Supplied material:
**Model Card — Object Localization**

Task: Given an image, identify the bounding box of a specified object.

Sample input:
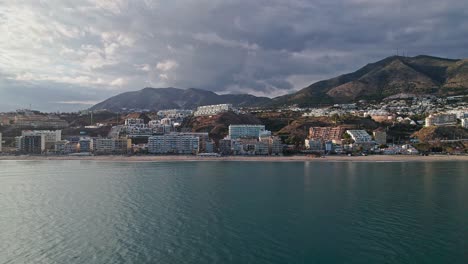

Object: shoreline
[0,155,468,162]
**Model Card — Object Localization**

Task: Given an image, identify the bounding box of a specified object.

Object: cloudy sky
[0,0,468,111]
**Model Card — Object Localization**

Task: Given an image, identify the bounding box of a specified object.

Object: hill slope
[90,88,271,112]
[272,55,468,106]
[182,112,262,141]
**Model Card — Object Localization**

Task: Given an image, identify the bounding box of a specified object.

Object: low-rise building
[308,126,346,144]
[304,138,323,151]
[14,114,68,129]
[346,130,372,144]
[78,138,93,153]
[193,104,235,116]
[424,114,457,127]
[461,118,468,129]
[15,134,46,154]
[229,125,271,139]
[373,130,387,145]
[21,130,62,150]
[92,138,132,154]
[148,132,200,154]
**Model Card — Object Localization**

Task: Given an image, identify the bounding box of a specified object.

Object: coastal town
[0,94,468,157]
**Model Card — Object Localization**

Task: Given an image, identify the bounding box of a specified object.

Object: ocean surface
[0,161,468,264]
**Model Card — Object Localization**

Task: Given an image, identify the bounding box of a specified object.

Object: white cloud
[156,60,179,72]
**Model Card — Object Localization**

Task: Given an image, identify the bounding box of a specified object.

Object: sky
[0,0,468,111]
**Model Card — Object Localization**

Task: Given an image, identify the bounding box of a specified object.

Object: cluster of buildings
[0,109,68,129]
[193,104,237,116]
[298,94,468,126]
[219,125,283,155]
[304,126,394,154]
[15,130,131,155]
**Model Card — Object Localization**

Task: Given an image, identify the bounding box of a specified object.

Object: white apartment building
[158,109,193,118]
[21,130,62,150]
[21,130,62,143]
[229,125,271,139]
[148,133,200,154]
[346,130,372,144]
[93,138,132,154]
[424,114,457,127]
[125,118,145,126]
[193,104,234,116]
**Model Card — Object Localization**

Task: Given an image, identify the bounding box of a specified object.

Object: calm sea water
[0,161,468,264]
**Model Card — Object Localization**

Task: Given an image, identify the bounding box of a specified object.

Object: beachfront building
[125,118,145,127]
[157,109,193,119]
[460,118,468,129]
[92,138,132,155]
[78,138,93,153]
[304,138,324,151]
[258,136,283,155]
[148,133,200,154]
[13,113,68,129]
[424,114,457,127]
[308,126,346,144]
[373,130,387,145]
[55,140,78,155]
[346,130,372,144]
[21,130,62,150]
[193,104,235,116]
[229,125,271,139]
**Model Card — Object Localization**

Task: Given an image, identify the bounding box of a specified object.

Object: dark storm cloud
[0,0,468,110]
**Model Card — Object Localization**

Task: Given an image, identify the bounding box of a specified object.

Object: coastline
[0,155,468,162]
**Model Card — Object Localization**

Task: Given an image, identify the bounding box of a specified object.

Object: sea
[0,160,468,264]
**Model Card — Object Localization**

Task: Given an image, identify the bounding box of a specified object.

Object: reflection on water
[0,161,468,263]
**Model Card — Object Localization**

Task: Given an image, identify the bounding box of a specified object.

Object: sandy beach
[0,155,468,162]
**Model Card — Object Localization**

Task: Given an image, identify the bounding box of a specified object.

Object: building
[229,125,271,139]
[373,130,387,145]
[304,138,324,151]
[148,133,200,154]
[125,118,145,126]
[346,130,373,144]
[460,118,468,129]
[424,114,457,127]
[157,109,193,119]
[78,138,93,153]
[21,130,62,150]
[193,104,235,116]
[219,139,232,156]
[308,126,346,144]
[92,138,132,154]
[259,136,283,155]
[15,134,46,154]
[55,140,78,155]
[13,114,68,129]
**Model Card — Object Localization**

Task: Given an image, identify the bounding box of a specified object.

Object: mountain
[182,112,262,141]
[90,87,271,112]
[272,55,468,106]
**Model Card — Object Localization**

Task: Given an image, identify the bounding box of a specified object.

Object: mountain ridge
[90,87,271,112]
[90,55,468,111]
[273,55,468,106]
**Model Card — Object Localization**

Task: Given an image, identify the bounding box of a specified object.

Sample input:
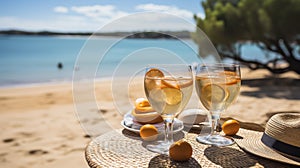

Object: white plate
[121,112,184,134]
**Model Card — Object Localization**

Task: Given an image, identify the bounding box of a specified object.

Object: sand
[0,69,300,168]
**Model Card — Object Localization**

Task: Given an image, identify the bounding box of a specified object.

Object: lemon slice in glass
[201,84,228,103]
[162,87,183,105]
[145,68,164,91]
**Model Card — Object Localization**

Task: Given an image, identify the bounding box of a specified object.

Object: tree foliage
[192,0,300,74]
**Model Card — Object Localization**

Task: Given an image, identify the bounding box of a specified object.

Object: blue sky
[0,0,204,32]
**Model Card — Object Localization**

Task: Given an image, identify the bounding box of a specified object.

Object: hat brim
[234,129,300,166]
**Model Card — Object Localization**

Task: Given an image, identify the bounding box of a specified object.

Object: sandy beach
[0,68,300,168]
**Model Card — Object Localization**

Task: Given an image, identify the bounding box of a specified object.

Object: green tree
[192,0,300,74]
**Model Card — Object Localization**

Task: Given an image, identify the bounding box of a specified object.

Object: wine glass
[144,64,193,154]
[195,63,241,146]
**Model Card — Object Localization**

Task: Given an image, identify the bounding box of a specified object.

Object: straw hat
[235,113,300,166]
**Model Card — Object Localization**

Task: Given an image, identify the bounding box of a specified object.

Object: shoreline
[0,69,300,168]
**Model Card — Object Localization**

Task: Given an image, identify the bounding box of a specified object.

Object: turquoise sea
[0,35,270,87]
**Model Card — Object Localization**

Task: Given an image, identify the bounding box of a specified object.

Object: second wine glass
[195,63,241,146]
[144,64,193,154]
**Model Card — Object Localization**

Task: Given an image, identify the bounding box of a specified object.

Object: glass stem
[210,113,220,135]
[164,118,174,144]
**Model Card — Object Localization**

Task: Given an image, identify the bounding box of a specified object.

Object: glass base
[196,135,234,146]
[146,141,172,155]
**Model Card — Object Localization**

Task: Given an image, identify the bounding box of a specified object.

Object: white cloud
[0,4,203,32]
[135,3,194,19]
[71,5,128,21]
[54,6,69,13]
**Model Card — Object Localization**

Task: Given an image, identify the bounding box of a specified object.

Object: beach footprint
[28,149,49,155]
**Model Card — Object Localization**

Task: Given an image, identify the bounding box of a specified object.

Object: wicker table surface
[85,129,293,168]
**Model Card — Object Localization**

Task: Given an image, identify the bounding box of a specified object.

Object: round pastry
[131,98,163,124]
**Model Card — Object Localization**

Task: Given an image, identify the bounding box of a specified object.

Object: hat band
[261,133,300,157]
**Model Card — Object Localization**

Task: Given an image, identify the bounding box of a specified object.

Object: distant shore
[0,30,191,39]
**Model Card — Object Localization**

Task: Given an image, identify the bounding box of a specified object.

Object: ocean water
[0,35,270,87]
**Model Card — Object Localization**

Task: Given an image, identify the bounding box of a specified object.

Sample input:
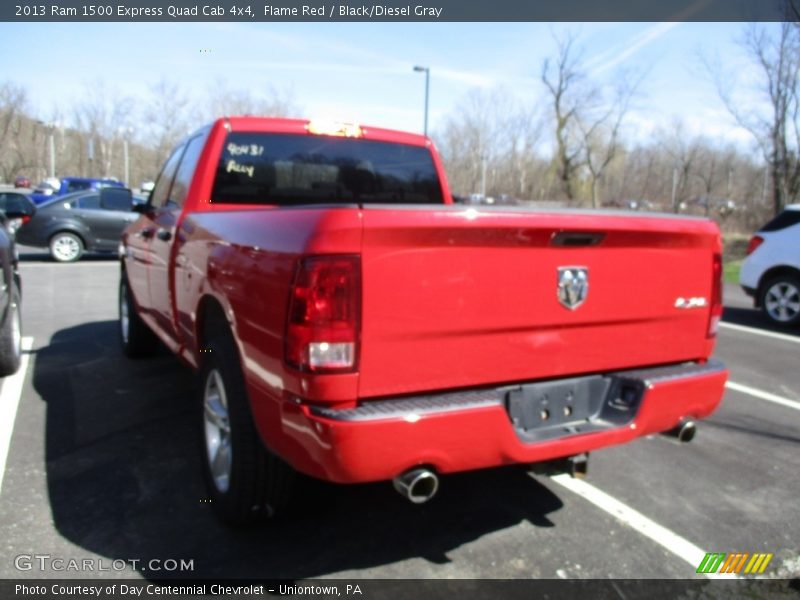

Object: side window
[66,181,92,194]
[167,135,205,208]
[77,194,100,208]
[150,146,186,208]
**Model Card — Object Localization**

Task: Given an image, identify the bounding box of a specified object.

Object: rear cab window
[211,132,444,206]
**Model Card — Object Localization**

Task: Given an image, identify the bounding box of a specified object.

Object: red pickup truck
[119,117,727,523]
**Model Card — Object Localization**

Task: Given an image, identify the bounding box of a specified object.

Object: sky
[0,22,775,155]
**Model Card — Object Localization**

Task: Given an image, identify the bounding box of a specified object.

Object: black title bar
[0,0,800,22]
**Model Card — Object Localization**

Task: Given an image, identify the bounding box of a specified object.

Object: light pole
[414,65,431,135]
[119,127,133,186]
[47,123,58,177]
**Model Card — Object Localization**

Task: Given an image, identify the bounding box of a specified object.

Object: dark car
[17,187,139,262]
[31,177,125,204]
[0,210,22,377]
[0,192,36,235]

Given task: Please rewrite all of the data above with "specified object" changed to "named object" and everything else unchanged, leaving the pictures out.

Solution to the problem:
**Model Card — Object Localization**

Task: Given an image, identify the bounding box of a named object.

Sample input:

Object: shoreline
[0,155,468,162]
**Model Card — Object Localization**

Task: Given an image, identify the bounding box of a named object.

Object: cloudy sky
[0,0,468,111]
**Model Card — Object Localization**

Task: Given an image, identify the bounding box of a named object.

Object: hill slope
[90,88,271,112]
[272,55,468,106]
[182,112,262,141]
**Model Card — Object Localization**

Task: Given an image, identify the bounding box of a named object.

Object: low-rise building
[308,126,346,144]
[304,138,323,151]
[14,114,68,129]
[346,130,372,144]
[78,138,93,153]
[193,104,235,116]
[424,114,457,127]
[461,118,468,129]
[15,134,46,154]
[229,125,271,139]
[373,130,387,145]
[21,130,62,150]
[92,138,132,154]
[148,132,200,154]
**Model Card — Object Localization**

Task: Given an image, identify the bounding box of a named object.

Object: coastal town
[0,94,468,157]
**Model Card — Object Localization**

Task: Given an image, identify the bounding box of a named object.

Object: ocean surface
[0,161,468,264]
**Model Card — Object Localization**

Task: Given an image, identify the bounding box of a named object.

Object: white cloud
[156,60,179,72]
**Model Card — Object Localization**

Task: Given an image, identify the bounding box of a named object.

Object: sky
[0,0,468,111]
**Model Card — Object Localization**

Task: Given an image, identify the bounding box of a named object.

Object: cluster of buildings
[0,109,68,129]
[193,104,237,116]
[298,94,468,126]
[219,125,283,155]
[304,126,394,154]
[15,130,131,155]
**Model Card — Object Localization**

Task: Given an image, identify the bounding box of a named object.

Object: white apartment building
[158,109,193,118]
[21,130,62,150]
[21,130,62,143]
[229,125,271,139]
[148,133,200,154]
[346,130,372,144]
[93,138,132,154]
[424,114,457,127]
[125,118,145,126]
[193,104,234,116]
**Model Card — Object Localization**

Task: Given an image, identify the bounding box of a named object.

Object: calm sea water
[0,161,468,264]
**Model Card — Object Localization**

Task: Given an image, identify the bounding box of a named object.

Object: beachfront building
[125,118,145,127]
[157,109,193,119]
[460,118,468,129]
[92,138,132,155]
[78,138,93,153]
[304,138,324,151]
[258,136,283,155]
[148,133,200,154]
[13,113,68,129]
[424,114,457,127]
[308,126,346,144]
[373,130,387,145]
[55,140,78,155]
[346,130,372,144]
[21,130,62,150]
[193,104,235,116]
[229,125,271,139]
**Model Card — Object Localization**

Task: Given an image, identify the bounding box of a named object.

Object: dark storm cloud
[0,0,468,110]
**Model Card — Object Localization**

Task: Given an image, identify the bounding box of a named object.

Object: coastline
[0,155,468,162]
**Model Card — Object Localization**

Task: Given an image, identify the bounding box of a named object.

Object: sea
[0,160,468,264]
**Model Card — Object Localization**

Task: Given an image, identify the bounding box of a named object.

Object: reflection on water
[0,161,468,263]
**Model Card — Object Localization**

Task: Given an image, identify the bounding box of a named object.

Object: sandy beach
[0,155,468,162]
**Model Card — Object Localization**

Task: Given an image, identify the bounding box of a named object.

Object: building
[229,125,271,139]
[373,130,387,145]
[304,138,324,151]
[148,133,200,154]
[125,118,145,126]
[346,130,373,144]
[460,118,468,129]
[424,114,457,127]
[157,109,193,119]
[78,138,93,153]
[21,130,62,150]
[193,104,235,116]
[219,139,232,156]
[308,126,346,144]
[92,138,132,154]
[259,136,283,155]
[15,134,46,154]
[55,140,78,155]
[13,114,68,129]
**Model Card — Object Localization**

Task: Given an image, identify the bounding box of a named object.

Object: mountain
[182,112,262,141]
[90,87,271,112]
[272,55,468,106]
**Model Card — Object Localization**

Task: Given an image, identify the bounding box of a named object.

Object: mountain ridge
[90,87,271,112]
[90,55,468,111]
[273,55,468,106]
**Model Card — Object Localization**

Task: Given an image, identify the bounding box of a named object.

Sample input:

Object: white plate
[121,112,184,134]
**Model Card — Object Localization**

Task: Given an image, identify the bounding box of a named object.

Object: sand
[0,69,300,168]
**Model Card — Object Localization**

Task: Given an image, identify the bounding box of a named object.

Object: lemon slice in glass
[201,84,228,103]
[162,87,183,105]
[145,68,164,91]
**Model Card — Object Localization**

Task: Given an image, identify the bounding box of a named object.

Object: tree foliage
[192,0,300,74]
**Model Card — Object Localization**

Task: Given an image, identify the bounding box of a named object.

Object: blue sky
[0,0,204,32]
**Model Card — Object Localization**

Task: Given an image, identify the bounding box of a named object.

Object: hat brim
[234,129,300,166]
**Model Card — Object Localization**

Task: Given an image, identify the bounding box of a named object.

Object: sandy beach
[0,68,300,168]
**Model Card — Object Localization**

Task: Given an image, identify the bounding box of a named object.

Object: green tree
[192,0,300,74]
**Model Card — Object Localization**

Task: Given an image, identify the bounding box of a named object.

Object: wine glass
[144,64,193,154]
[195,63,241,146]
**Model Card — Object Localization**

Task: Given an image, identify the bounding box of a named object.

Object: straw hat
[235,113,300,166]
**Model Card — Object Localization**

Task: Given an image, identify the bounding box of a named object.

Object: shoreline
[0,69,300,168]
**Model Card — Object Localization**

Task: Given an image, identify the bounding box of a named object.

Object: turquoise sea
[0,35,270,87]
**Model Card — Object Localization**

Task: Given an image, identify the bounding box of a named object.

Object: second wine glass
[195,63,241,146]
[144,64,193,154]
**Model Card — Object Localization**

Task: Given an image, identify the bounding box of a named object.

Object: glass stem
[210,113,220,135]
[164,118,174,144]
**Model Card — Object Localization**

Task: Given an image, identify the bounding box of a named object.

Object: glass base
[196,135,234,146]
[146,141,172,155]
**Model Card — Object Localization**

Task: Given an image, identify the bounding box of a named object.

Object: white cloud
[0,4,203,32]
[135,3,194,19]
[71,5,128,21]
[54,6,69,13]
**Model Card — Object Localization**

Task: Given an image, identify the bounding box of a named object.

Object: beach footprint
[28,149,49,155]
**Model Card — Object Localization**

Task: Given an image, identify the bounding box of a named object.

Object: wicker table surface
[85,129,293,168]
**Model Card — Object Localization**

Task: Given an image, identify the bounding box of a named object.

Object: round pastry
[131,98,163,124]
**Model Card — Object Localization**

Task: Given an image, identify the bounding box of a named object.

Object: hat band
[261,133,300,157]
**Model Card — Object Localization**

Task: Given an image, identify the bounding box of a named object.

Object: distant shore
[0,30,191,39]
**Model Card — Object Localization**

Task: Given an image, identify the bounding box of a named object.

Object: ocean water
[0,35,270,87]
**Model Card — Object Localization**

Task: Given an image, identify the bounding box of a named object.

Sample input:

Object: side window
[66,181,92,194]
[167,135,205,208]
[77,194,100,208]
[150,146,186,208]
**Model Card — Object Localization**

Task: Given an image, identify the bounding box of a named object.

Object: rear cab window
[211,132,444,206]
**Model Card — Object Localization**

Task: Given an image, identify the bounding box of a named object.

Object: red pickup truck
[119,117,727,523]
**Model Card — Object Localization**

Task: Given an image, identify the bounding box of a named object.

Object: sky
[0,22,775,155]
**Model Card — Object Localization**

Task: Given an image, identify the bounding box of a named object.

Object: black title bar
[0,0,800,22]
**Model Card — Object Localization**

Task: Given an image, identify the bounding box of a named object.

Object: light pole
[414,65,431,135]
[119,127,133,186]
[47,123,58,177]
**Model Card — Object Localization**

Task: Given an image, identify the bounding box of a named object.

Object: dark car
[17,187,139,262]
[31,177,125,204]
[0,210,22,377]
[0,192,36,235]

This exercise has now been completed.